▸ WHAT THE TASK REQUIRES
Please give the rows below again, swapping "bounding box" for "enclosing rectangle" wherever it occurs and leaving everything else unchanged. Omit the pictures from your answer.

BEGIN MATERIAL TO PROCESS

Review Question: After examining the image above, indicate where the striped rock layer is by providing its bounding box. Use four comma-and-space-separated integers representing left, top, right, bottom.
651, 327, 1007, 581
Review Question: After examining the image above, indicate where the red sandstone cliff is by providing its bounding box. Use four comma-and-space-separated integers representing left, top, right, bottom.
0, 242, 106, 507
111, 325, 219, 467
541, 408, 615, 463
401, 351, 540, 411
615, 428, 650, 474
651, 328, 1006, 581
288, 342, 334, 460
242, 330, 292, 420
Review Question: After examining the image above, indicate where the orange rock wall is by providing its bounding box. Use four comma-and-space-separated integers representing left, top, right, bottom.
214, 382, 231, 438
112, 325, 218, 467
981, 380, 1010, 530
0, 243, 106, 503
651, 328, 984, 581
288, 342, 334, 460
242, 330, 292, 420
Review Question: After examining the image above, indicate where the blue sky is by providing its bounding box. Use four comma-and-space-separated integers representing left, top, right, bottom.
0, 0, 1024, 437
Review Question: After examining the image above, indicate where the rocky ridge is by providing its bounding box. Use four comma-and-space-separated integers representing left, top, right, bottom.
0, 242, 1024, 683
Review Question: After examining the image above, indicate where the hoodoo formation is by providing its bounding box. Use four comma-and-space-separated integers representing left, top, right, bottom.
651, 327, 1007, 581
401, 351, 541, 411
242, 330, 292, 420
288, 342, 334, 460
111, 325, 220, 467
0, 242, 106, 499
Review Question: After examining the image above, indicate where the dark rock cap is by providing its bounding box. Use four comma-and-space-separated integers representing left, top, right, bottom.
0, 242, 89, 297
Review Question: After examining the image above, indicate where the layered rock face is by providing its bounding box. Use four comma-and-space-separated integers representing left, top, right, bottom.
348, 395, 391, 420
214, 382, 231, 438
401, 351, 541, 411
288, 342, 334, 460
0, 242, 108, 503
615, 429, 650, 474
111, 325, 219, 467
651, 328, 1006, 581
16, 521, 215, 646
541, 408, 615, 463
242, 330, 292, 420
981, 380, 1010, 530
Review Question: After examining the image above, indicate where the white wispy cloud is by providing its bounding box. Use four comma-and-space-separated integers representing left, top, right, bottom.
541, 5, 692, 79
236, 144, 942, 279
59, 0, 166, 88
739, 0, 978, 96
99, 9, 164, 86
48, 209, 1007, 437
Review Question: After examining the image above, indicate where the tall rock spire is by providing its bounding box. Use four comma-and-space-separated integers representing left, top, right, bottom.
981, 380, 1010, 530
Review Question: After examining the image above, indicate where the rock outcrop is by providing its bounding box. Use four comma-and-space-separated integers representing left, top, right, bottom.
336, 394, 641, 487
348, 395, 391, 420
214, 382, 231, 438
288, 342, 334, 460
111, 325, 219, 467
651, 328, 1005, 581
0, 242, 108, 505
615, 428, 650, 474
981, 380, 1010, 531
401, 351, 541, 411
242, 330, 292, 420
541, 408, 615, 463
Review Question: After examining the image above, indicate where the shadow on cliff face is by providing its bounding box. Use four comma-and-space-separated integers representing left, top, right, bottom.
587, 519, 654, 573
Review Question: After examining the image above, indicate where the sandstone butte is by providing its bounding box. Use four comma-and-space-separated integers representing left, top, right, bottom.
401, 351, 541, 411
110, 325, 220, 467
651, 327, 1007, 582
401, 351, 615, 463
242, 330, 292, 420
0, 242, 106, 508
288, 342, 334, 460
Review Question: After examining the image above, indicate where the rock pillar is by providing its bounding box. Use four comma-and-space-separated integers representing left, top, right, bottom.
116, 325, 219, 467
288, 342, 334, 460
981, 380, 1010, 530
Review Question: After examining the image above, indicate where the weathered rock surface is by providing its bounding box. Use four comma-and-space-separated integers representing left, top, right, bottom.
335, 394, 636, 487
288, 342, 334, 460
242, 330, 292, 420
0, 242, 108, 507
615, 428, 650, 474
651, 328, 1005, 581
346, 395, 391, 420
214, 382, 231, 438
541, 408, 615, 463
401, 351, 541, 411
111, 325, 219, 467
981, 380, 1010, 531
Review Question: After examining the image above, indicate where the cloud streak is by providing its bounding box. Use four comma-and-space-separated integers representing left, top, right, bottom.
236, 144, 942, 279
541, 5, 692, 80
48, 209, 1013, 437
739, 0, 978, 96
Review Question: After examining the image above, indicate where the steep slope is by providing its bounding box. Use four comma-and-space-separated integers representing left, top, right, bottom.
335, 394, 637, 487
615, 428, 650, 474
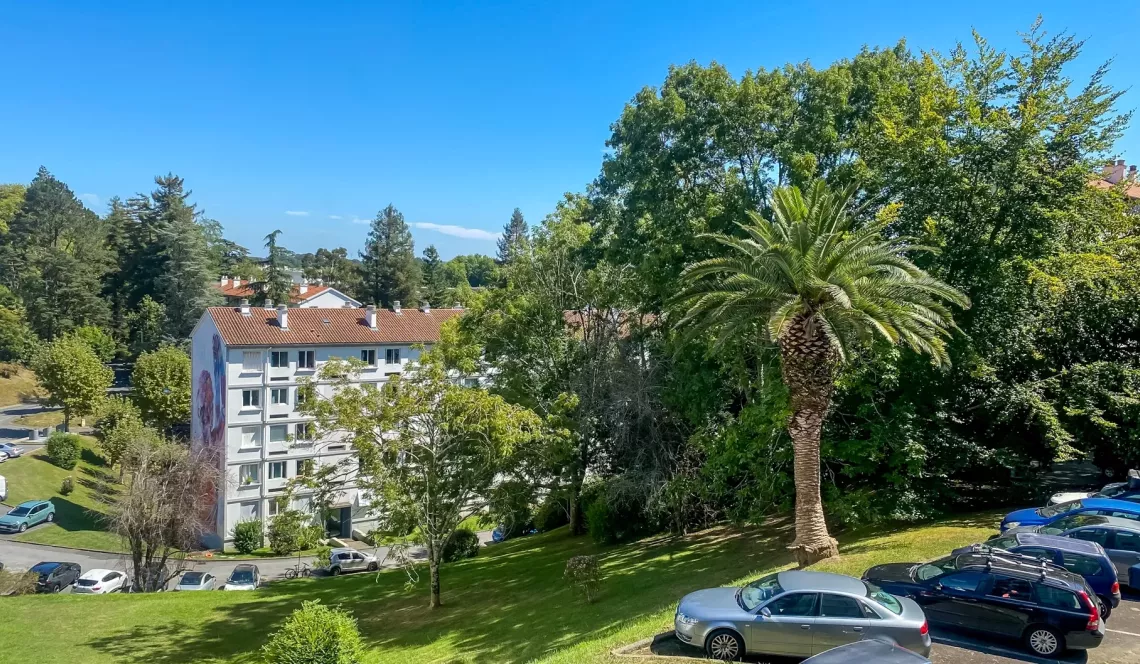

END MATERIAL TO PROCESS

▸ WRITTEN RESPONSE
Review Question: After examining the image above, indicate where the striped rock layer is by providing its enclosing rectangle. Use four comma-and-space-separated integers representing left, top, right, bottom.
651, 327, 1007, 581
Review Question: After examining the image above, indicate where the red sandstone cliff is by providing its enclosing rectangle. Use four comma-and-space-separated integers representing left, top, right, bottom.
0, 242, 106, 507
111, 325, 219, 467
541, 408, 615, 463
401, 351, 540, 411
615, 428, 650, 474
651, 328, 1006, 581
288, 342, 334, 460
242, 330, 292, 420
Review Question: After examining the image above, indicate where the orange rock wall is by providing its enclosing rectangle. Use four comma-and-space-separated integers representing left, top, right, bottom.
214, 382, 231, 438
112, 325, 218, 467
981, 380, 1010, 530
0, 243, 106, 503
651, 328, 984, 581
288, 342, 334, 460
242, 330, 292, 420
Review Question: After examining the image above, indicate where the blue sky is by providing its enclosing rectangle. Use four comma-and-space-separated integers representing left, top, right, bottom.
0, 0, 1024, 437
Review Question: After examining the image above, indicate where the rocky ridge is by providing its enclosing rectangle. Use four comma-and-space-separated integers representing left, top, right, bottom.
0, 242, 1024, 683
Review Question: After examining the image above, indicate where the hoodoo formation is by providing its enclosing rectangle. Use four comma-and-space-separated integers representing left, top, right, bottom.
651, 327, 1007, 581
401, 351, 541, 411
242, 330, 292, 420
288, 342, 334, 460
111, 325, 220, 467
0, 242, 106, 499
Review Question: After examining the image above, indicate where the dark rock cap is by providing its enclosing rectangle. Use four comma-and-space-separated integers representing left, top, right, bottom.
0, 242, 89, 297
Review Question: After examining the image above, indicate where the layered rock face is by providing its enclosing rectangle. Use four comma-and-space-separated integers representing left, top, right, bottom.
348, 395, 391, 420
214, 382, 231, 438
401, 351, 541, 411
288, 342, 334, 460
0, 242, 108, 503
615, 429, 650, 474
111, 325, 219, 467
651, 328, 1006, 581
16, 521, 215, 646
541, 408, 615, 463
242, 330, 292, 420
981, 380, 1010, 530
Review Question: After examining the image above, indicate where the white wispy cloud is by providing its enclosing rectangle. Use four comma-and-space-separated integers representing left, top, right, bottom.
541, 5, 692, 79
236, 144, 942, 279
59, 0, 166, 88
739, 0, 978, 96
99, 9, 164, 86
48, 209, 1007, 437
Review Question: After examining the image above, indicate where the tall rock spire is by providing its enclosing rectangle. Use four comma-and-space-separated integers representing left, top, right, bottom.
981, 380, 1010, 530
Review Question: After examining the image above, indicate where the rock outcrop is by providing its enclosing rectangle. Use four comma-and-space-separated integers representing left, top, right, bottom.
336, 394, 641, 487
348, 395, 391, 420
214, 382, 231, 438
288, 342, 334, 460
111, 325, 219, 467
651, 328, 1005, 581
0, 242, 108, 505
615, 428, 650, 474
981, 380, 1010, 531
401, 351, 541, 411
242, 330, 292, 420
541, 408, 615, 463
Review Question: After examining the image above, indicate where the shadow on cliff face is by providing its enclosing rectangle. Use four comma-and-space-separated integers representing left, top, right, bottom.
587, 519, 654, 573
Review Question: After examining the image above, indicate where the sandstone butte is by providing its enclosing rectangle. Use four comma-and-space-separated integers representing left, top, right, bottom.
401, 351, 541, 411
110, 325, 220, 467
651, 327, 1007, 582
401, 351, 615, 463
242, 330, 292, 420
0, 242, 106, 508
288, 342, 334, 460
Review Question: After examining the image above, indicate where the rock pillar is by providing its enclosing rectangle. Use four comma-and-space-separated integers representing left, top, right, bottom.
116, 325, 219, 467
288, 342, 334, 460
981, 380, 1010, 530
Review Question: After examining the image above, indicate where the weathered rock surface is by providing its enclosing rectangle. Use four comma-and-space-separated integers representing left, top, right, bottom.
335, 394, 636, 487
288, 342, 334, 460
242, 330, 292, 420
0, 242, 108, 507
615, 428, 650, 474
651, 328, 1005, 581
346, 395, 391, 420
214, 382, 231, 438
541, 408, 615, 463
401, 351, 541, 411
111, 325, 219, 467
981, 380, 1010, 531
Review Question: After examining the image above, indicate where the cloud streak is by providing its enclosing rectangle. Use four comma-and-space-separated integers representing left, top, right, bottom.
236, 144, 942, 279
541, 5, 692, 80
48, 209, 1013, 437
739, 0, 978, 96
Review Question: After examining the image above, indicate where the steep slope is by providing its enclosing rectangle. Use four comma-and-space-separated integers representing left, top, right, bottom.
335, 394, 637, 487
615, 428, 650, 474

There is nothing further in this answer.